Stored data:
————

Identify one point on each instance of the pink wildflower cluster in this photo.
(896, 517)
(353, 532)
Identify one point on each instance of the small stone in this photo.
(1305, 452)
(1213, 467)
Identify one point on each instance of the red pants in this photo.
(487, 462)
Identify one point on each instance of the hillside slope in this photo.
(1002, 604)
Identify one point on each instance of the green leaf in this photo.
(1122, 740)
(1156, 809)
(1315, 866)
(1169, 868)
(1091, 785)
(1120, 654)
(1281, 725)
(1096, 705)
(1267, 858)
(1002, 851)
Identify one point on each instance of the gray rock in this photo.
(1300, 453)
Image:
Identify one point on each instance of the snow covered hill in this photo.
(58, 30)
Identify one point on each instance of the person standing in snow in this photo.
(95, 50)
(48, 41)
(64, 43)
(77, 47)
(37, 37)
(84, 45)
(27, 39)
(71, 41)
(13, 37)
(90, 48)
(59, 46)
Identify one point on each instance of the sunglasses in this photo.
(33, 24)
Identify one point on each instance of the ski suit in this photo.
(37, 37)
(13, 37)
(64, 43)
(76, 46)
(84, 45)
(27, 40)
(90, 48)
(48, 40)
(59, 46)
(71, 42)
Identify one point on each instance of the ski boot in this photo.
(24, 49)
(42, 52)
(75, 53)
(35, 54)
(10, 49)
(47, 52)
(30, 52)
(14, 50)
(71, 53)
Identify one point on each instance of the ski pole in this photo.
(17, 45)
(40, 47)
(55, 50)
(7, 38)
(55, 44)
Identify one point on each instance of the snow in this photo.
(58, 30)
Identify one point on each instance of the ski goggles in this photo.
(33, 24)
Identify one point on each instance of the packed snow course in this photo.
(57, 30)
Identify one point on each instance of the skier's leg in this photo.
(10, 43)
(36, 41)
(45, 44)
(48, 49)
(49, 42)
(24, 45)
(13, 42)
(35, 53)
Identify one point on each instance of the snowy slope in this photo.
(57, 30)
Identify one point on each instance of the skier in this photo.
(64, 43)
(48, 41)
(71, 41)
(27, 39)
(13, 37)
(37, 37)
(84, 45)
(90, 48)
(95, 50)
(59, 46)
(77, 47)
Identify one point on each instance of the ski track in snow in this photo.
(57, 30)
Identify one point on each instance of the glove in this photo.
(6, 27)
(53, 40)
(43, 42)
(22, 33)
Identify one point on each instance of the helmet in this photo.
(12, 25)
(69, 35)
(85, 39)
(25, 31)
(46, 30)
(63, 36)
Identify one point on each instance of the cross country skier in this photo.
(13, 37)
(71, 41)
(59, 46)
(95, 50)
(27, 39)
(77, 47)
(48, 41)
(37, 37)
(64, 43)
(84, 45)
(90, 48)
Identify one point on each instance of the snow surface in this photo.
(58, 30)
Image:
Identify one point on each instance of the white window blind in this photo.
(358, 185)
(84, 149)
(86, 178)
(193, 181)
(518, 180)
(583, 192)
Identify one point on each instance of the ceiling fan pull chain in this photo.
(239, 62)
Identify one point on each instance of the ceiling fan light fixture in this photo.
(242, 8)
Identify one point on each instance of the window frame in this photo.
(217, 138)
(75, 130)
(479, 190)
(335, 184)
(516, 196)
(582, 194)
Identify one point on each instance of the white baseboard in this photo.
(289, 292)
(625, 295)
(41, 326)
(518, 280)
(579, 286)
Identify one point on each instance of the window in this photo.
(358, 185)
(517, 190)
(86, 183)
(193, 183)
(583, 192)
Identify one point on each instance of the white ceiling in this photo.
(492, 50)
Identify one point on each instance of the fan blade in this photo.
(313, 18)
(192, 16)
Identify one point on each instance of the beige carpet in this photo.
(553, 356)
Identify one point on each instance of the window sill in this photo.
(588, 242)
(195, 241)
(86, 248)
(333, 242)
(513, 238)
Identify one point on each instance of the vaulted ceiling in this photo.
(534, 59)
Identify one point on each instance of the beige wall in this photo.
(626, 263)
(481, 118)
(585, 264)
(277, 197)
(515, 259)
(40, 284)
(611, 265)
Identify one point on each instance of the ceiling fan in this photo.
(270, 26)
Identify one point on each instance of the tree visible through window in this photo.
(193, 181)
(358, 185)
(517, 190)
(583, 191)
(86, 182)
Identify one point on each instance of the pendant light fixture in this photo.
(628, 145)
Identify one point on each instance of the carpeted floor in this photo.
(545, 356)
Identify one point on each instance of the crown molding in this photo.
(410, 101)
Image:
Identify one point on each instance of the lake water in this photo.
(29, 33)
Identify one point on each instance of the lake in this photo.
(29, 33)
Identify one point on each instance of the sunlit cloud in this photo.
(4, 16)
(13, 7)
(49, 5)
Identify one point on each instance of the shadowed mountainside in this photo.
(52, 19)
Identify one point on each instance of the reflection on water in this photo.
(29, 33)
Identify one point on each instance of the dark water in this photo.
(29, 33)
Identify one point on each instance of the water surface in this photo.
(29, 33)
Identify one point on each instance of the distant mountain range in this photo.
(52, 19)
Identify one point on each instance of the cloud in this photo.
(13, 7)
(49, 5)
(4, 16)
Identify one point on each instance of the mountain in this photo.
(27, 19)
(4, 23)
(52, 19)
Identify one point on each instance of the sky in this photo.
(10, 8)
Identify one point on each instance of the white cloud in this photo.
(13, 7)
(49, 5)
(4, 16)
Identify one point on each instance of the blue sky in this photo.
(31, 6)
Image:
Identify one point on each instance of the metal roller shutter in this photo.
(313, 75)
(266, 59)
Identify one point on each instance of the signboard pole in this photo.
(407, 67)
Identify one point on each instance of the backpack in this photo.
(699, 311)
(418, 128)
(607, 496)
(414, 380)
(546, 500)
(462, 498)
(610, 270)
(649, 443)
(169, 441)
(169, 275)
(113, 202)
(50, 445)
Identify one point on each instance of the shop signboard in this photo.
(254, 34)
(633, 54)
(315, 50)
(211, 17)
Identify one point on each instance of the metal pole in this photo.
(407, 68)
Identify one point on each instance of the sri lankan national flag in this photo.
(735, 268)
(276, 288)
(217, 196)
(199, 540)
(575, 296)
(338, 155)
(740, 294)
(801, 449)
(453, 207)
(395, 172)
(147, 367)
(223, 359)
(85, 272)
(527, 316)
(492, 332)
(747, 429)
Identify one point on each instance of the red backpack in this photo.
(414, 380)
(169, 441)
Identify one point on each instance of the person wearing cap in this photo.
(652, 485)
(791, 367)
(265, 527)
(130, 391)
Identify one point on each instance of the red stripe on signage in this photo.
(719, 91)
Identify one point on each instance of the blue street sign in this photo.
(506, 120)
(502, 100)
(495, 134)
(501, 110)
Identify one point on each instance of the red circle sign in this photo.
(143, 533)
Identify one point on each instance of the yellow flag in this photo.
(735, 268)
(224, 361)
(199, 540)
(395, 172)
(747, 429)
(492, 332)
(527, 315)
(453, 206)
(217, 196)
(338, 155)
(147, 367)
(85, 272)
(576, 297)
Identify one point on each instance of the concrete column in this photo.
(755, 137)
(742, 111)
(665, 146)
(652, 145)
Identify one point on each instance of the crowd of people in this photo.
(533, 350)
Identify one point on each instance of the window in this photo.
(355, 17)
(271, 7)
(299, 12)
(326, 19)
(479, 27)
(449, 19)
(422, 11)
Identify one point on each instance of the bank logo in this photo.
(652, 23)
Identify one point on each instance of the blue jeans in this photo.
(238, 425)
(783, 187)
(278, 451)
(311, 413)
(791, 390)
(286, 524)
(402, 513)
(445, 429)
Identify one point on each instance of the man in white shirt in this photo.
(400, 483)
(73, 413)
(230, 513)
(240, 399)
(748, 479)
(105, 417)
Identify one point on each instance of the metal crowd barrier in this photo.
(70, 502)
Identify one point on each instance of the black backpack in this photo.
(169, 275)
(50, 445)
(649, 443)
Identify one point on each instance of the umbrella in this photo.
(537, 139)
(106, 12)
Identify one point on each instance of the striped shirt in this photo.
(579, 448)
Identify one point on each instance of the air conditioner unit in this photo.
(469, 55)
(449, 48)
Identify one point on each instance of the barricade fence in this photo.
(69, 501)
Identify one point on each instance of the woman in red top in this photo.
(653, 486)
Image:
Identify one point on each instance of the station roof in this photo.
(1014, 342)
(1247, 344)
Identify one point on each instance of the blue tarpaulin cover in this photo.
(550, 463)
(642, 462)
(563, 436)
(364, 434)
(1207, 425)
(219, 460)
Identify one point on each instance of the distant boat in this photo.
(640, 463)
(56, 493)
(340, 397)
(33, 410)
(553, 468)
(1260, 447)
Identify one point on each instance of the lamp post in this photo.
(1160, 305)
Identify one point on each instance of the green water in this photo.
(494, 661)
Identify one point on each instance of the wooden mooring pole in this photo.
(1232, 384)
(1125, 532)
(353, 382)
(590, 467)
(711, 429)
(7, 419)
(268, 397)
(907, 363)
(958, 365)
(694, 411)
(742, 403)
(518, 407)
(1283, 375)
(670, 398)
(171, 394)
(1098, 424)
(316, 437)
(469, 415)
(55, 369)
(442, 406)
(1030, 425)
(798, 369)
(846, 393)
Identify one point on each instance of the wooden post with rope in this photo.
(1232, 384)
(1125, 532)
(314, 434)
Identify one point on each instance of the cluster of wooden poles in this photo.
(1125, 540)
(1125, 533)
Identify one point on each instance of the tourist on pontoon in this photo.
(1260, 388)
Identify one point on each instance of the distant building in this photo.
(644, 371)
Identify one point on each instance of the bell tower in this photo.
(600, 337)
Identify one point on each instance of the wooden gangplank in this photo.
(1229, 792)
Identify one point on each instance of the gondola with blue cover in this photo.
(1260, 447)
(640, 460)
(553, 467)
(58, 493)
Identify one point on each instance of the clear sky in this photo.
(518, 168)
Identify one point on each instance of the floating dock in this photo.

————

### WORK TO DO
Everything from the line containing "Identify one point on each instance of the blue tarpaulin" to the end of the data above should be quoted exactly, please, both ends included, and nothing outside that span.

### OUTPUT FOR THIS EXERCISE
Identify one point on each instance of the blue tarpaulin cover in this photo.
(550, 463)
(642, 462)
(563, 436)
(364, 434)
(1207, 425)
(219, 460)
Identify one point on each instance of the distant boat in this photo.
(640, 463)
(56, 493)
(340, 397)
(33, 410)
(553, 468)
(1260, 447)
Identify one point on each instance of the lamp post in this photo.
(1160, 305)
Identify one point on each instance of the green water in this photo.
(494, 661)
Identify one point on each instance of the wooden mooring pole in this photo.
(1232, 384)
(1125, 532)
(353, 382)
(590, 467)
(711, 429)
(7, 419)
(268, 397)
(907, 363)
(958, 365)
(694, 411)
(742, 403)
(518, 407)
(1283, 375)
(670, 398)
(171, 394)
(1098, 424)
(316, 437)
(469, 415)
(55, 369)
(442, 406)
(1030, 425)
(798, 369)
(846, 393)
Identify one point on each instance of the wooden post with rope in this photo.
(1232, 384)
(1125, 532)
(314, 434)
Identify one point on each instance of the cluster of wooden poles in this photo.
(1125, 540)
(1125, 533)
Identify one point on each instance of the tourist on pontoon in this photo.
(1260, 388)
Identify one point on each instance of the distant building in this photo.
(644, 371)
Identify one point on each instance of the bell tower in this photo.
(600, 337)
Identify one point on each instance of the wooden gangplank in this photo.
(1229, 792)
Identify one point on each instance of the gondola with blue cover in this photo.
(1260, 447)
(640, 460)
(553, 467)
(58, 493)
Identify one point on each instance of the clear sky in this photo.
(518, 168)
Identify one point on each instance of the floating dock in this photo.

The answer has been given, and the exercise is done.